Le sans-faute des étudiants ou l’application dévoyée de l’article L. 313-7 du CESEDA
Un peu comme les saisons qui se succèdent, il arrive un moment dans l’année, où les préfectures décident de s’attaquer au volumineux dossier des étudiants étrangers. Car il est vrai que les titres de séjour mention « étudiant » arrivent en seconde position pour l’année 2014 comme motifs d’admission au séjour (65 199 / 209 782 nouveaux titres de séjour).
Les critères prévus par l’article L. 313-7 du CESEDA sont simples : des moyens de subsistance d’une part et une inscription dans un établissement de formation universitaire d’autre part. La majorité du temps, ces deux critères sont réunis et l’étudiant est donc admis à séjourner en France avec un visa de long séjour valant titre de séjour pendant sa première année d’étude.
★ ★ ★
**Consigne**
Recopiez l'extrait sur les titres de séjour étudiants à partir de « Le sans-faute des » et jusqu'à « titres de séjour). » inclus.

**Données fournies**
★ ★ ★
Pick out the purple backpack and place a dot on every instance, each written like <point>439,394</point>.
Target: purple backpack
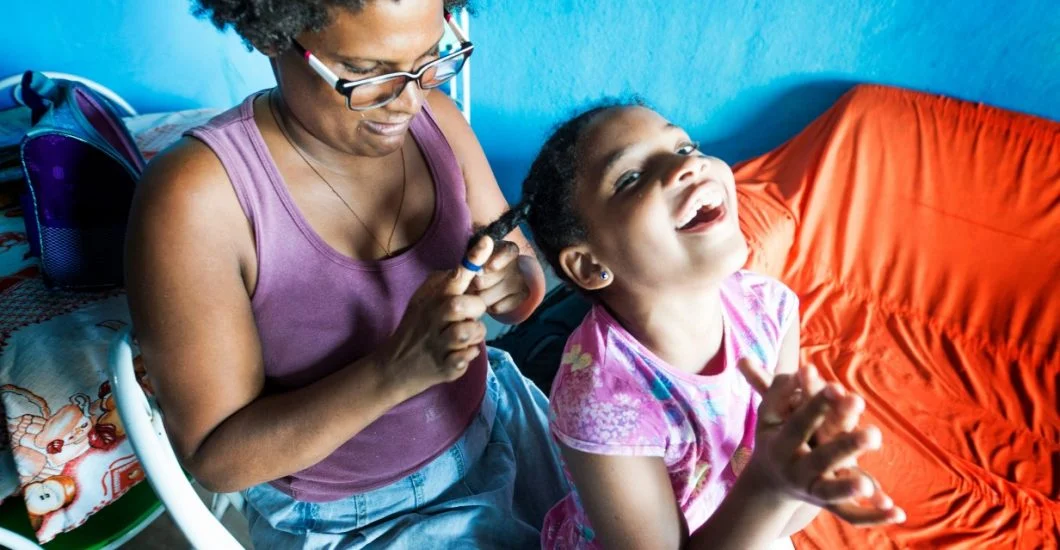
★ ★ ★
**Réponse**
Le sans-faute des étudiants ou l’application dévoyée de l’article L. 313-7 du CESEDA
Un peu comme les saisons qui se succèdent, il arrive un moment dans l’année, où les préfectures décident de s’attaquer au volumineux dossier des étudiants étrangers. Car il est vrai que les titres de séjour mention « étudiant » arrivent en seconde position pour l’année 2014 comme motifs d’admission au séjour (65 199 / 209 782 nouveaux titres de séjour).